== ARTIKEL

Warum wir jetzt kämpfen müssen, schreibt der sozialdemokratische „Spitzen“kandidat in der FAZ. Ein Fragezeichen war nicht dahinter. Warum müssen wir also kämpfen? Martin Schulz hat eine schreckliche lauernde Gefahr erkannt: „Internetkonzerne und Geheimdienste wollen den determinierten Menschen“. Und: „Wenn wir weiter frei sein wollen“, so schlussfolgert Schulz, „müssen wir uns wehren „und unsere Politik ändern“. „Auf, auf zum Kampf zum Kampf“, möchte man ehrwürdiges Liedgut wieder hervorkramen.
Lobenswert, meint der staunende Leser und sieht den früheren Bürgermeister und Buchhändler von Würselen bereits als Mann wie eine Eiche auf den europäischen Barrikaden. Beispielsweise für ein freies Geleit und Asyl für Snowden. Liest man weiter finden sich im Artikel allerdings leider keinerlei politischen Anleitungen, die entsprechend zum Kampf oder (wie im Lied) zum Kampf gegen die grüne Polizei in der EU ermunterten. Geschweige denn zu einem kleinen Anfang, EUROPOL mal demokratisch zu kontrollieren.

====

→ AUFGABE
Schreib den Abschnitt des Kommentars über Martin Schulz von „Lobenswert, meint der“ bis „demokratisch zu kontrollieren.“ wortgetreu ab.

== GEGEBENE EINTRÄGE

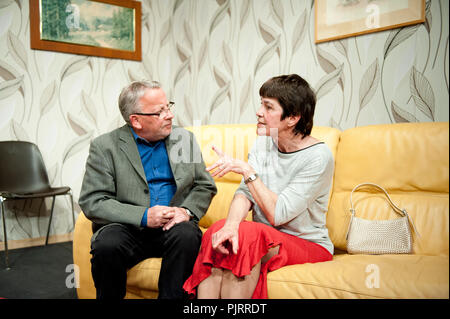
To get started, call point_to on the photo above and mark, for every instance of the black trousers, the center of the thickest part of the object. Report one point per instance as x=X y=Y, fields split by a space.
x=115 y=248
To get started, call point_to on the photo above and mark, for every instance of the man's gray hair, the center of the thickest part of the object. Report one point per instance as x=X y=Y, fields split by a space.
x=130 y=95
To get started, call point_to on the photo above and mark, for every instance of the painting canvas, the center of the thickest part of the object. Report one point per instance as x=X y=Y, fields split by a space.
x=336 y=19
x=109 y=28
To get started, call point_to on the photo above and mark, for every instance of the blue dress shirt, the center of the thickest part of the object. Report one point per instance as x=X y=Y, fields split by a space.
x=158 y=172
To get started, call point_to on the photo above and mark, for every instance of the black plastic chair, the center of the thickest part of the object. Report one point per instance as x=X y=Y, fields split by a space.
x=23 y=176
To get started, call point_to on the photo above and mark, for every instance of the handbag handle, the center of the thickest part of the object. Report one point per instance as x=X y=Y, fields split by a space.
x=399 y=211
x=395 y=207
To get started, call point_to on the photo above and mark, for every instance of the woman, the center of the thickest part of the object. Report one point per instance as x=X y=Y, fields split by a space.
x=286 y=183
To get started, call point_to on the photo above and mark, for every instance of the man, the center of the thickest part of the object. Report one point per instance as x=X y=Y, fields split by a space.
x=145 y=189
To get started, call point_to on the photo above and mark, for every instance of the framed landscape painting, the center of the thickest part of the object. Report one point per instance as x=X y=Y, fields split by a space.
x=106 y=28
x=337 y=19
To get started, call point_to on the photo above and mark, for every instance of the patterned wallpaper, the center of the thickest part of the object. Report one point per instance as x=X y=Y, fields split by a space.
x=211 y=56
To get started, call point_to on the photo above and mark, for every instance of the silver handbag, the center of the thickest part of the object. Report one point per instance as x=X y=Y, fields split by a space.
x=376 y=237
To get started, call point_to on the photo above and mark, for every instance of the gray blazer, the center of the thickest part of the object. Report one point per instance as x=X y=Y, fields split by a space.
x=115 y=188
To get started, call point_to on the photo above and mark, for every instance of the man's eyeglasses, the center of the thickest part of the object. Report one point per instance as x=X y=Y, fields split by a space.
x=162 y=112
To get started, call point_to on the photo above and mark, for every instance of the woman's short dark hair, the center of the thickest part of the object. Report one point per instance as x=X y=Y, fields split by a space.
x=295 y=97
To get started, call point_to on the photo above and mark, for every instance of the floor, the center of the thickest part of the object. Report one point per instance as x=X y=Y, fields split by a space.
x=42 y=272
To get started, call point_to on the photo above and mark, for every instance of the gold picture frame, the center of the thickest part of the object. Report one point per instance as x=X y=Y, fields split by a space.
x=337 y=19
x=104 y=28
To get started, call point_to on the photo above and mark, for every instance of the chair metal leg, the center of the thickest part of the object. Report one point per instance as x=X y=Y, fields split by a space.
x=50 y=220
x=2 y=211
x=73 y=214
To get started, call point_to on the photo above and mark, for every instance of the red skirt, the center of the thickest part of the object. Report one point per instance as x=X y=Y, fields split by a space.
x=255 y=239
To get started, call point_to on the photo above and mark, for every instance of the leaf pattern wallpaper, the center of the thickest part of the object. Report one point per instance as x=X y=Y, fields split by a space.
x=211 y=57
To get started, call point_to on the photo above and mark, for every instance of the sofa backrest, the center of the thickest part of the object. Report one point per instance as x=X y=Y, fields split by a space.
x=409 y=160
x=236 y=140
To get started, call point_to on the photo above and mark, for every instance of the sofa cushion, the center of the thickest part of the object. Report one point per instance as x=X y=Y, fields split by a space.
x=411 y=162
x=363 y=276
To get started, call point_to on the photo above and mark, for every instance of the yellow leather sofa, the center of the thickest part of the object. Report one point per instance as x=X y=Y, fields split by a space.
x=411 y=161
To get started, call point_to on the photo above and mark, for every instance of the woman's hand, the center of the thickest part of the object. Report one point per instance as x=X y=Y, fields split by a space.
x=226 y=164
x=226 y=240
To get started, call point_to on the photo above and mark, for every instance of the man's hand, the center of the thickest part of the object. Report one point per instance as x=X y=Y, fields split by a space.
x=158 y=216
x=179 y=215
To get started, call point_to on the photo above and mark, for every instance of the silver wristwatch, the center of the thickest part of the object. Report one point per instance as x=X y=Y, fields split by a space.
x=251 y=178
x=189 y=212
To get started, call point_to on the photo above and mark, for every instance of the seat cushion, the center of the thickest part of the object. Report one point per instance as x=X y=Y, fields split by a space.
x=363 y=276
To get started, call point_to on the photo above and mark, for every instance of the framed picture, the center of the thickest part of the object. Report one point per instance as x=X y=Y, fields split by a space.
x=336 y=19
x=106 y=28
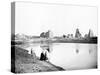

====

→ LÖSUNG
Lobenswert, meint der staunende Leser und sieht den früheren Bürgermeister und Buchhändler von Würselen bereits als Mann wie eine Eiche auf den europäischen Barrikaden. Beispielsweise für ein freies Geleit und Asyl für Snowden. Liest man weiter finden sich im Artikel allerdings leider keinerlei politischen Anleitungen, die entsprechend zum Kampf oder (wie im Lied) zum Kampf gegen die grüne Polizei in der EU ermunterten. Geschweige denn zu einem kleinen Anfang, EUROPOL mal demokratisch zu kontrollieren.